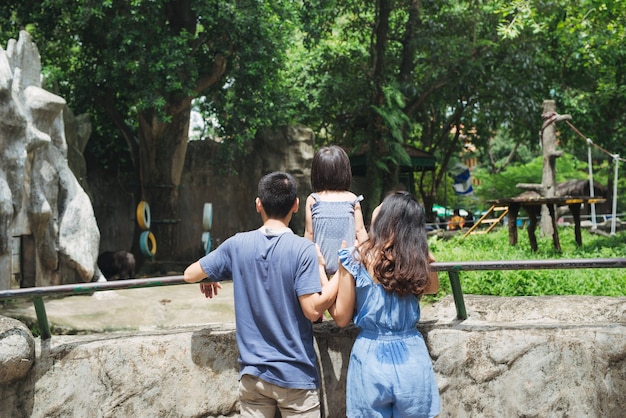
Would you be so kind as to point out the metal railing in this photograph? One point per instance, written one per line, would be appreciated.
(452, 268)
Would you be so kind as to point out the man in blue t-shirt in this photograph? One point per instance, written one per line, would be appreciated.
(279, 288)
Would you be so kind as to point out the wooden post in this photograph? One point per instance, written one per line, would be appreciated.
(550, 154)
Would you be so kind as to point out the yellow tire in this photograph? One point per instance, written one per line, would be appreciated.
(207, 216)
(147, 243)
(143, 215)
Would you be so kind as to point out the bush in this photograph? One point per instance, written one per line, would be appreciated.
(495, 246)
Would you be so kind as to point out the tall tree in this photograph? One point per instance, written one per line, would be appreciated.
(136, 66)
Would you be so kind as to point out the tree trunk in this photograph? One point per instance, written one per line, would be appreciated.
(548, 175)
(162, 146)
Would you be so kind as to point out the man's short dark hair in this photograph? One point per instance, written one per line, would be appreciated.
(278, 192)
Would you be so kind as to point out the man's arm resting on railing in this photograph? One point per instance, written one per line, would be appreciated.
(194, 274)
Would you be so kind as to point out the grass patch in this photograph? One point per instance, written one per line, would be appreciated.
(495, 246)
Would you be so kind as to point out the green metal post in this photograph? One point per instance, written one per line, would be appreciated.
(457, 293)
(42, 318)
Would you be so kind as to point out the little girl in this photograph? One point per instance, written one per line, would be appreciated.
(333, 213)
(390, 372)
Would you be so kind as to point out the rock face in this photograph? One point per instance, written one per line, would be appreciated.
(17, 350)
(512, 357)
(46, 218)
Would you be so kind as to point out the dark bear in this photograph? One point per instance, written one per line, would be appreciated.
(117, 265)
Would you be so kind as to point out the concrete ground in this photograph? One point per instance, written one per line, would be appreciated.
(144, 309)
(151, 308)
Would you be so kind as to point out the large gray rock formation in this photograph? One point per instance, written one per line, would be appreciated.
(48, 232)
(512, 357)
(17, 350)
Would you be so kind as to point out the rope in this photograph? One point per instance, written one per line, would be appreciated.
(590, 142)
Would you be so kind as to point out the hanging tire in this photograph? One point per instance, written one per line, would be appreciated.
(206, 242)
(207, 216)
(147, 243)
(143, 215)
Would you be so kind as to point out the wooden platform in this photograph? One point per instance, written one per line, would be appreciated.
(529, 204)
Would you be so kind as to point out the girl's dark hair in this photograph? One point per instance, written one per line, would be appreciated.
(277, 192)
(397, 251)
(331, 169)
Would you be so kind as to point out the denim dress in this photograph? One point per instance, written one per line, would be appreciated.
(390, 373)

==

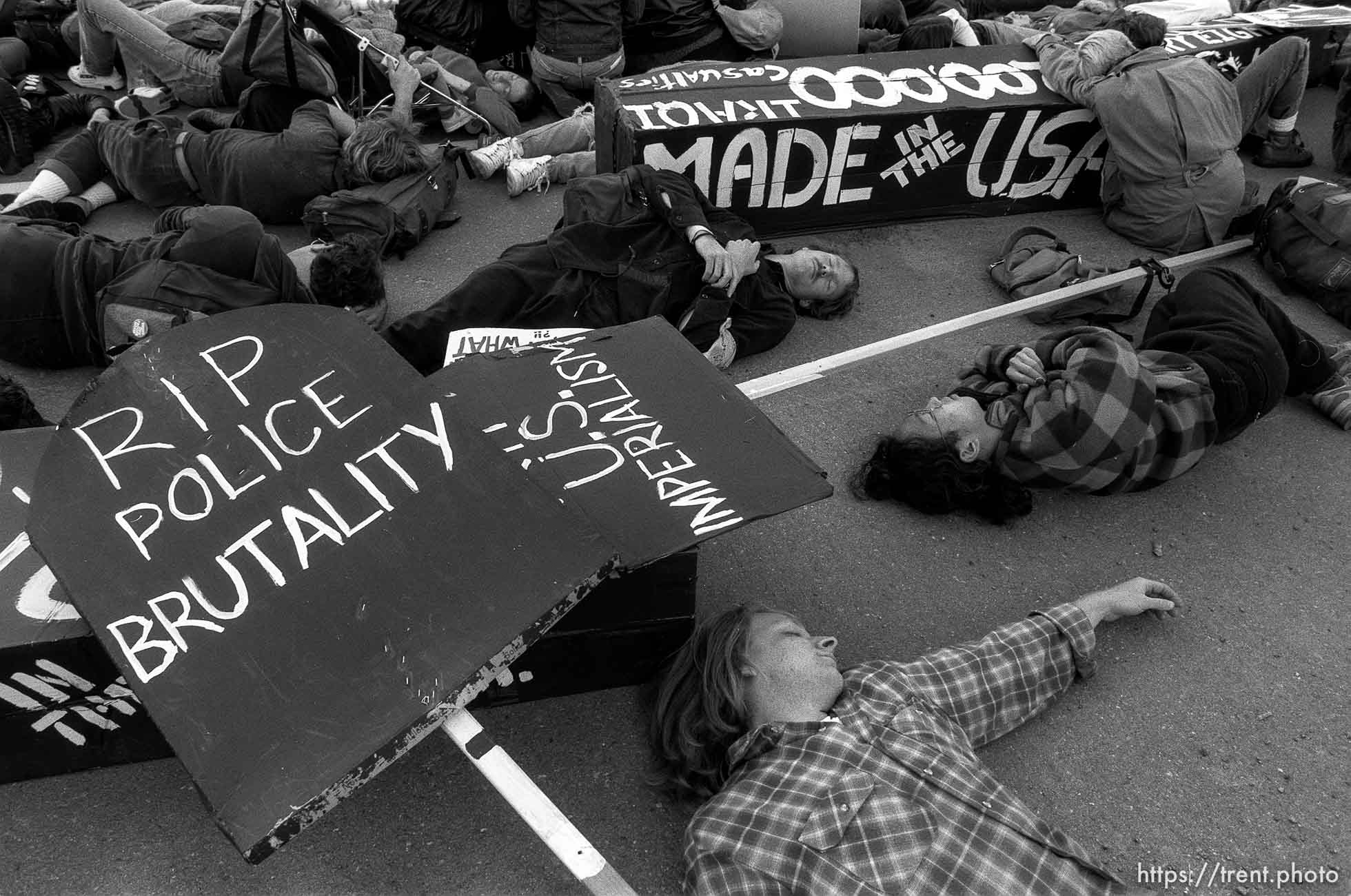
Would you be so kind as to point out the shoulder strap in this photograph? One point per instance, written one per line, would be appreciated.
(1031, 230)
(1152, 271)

Short exercise: Which lines in the rows above contain the string "girl"? List each of those lines in full, matching case exactly.

Finished answer:
Would you be so kind as to point out the little girl in this photograph? One point per instance, written one per line, would be appreciated.
Would you be so kind as to point out the girl's dark hair in this photograph? One point per instance, written one per line, would be appreciated.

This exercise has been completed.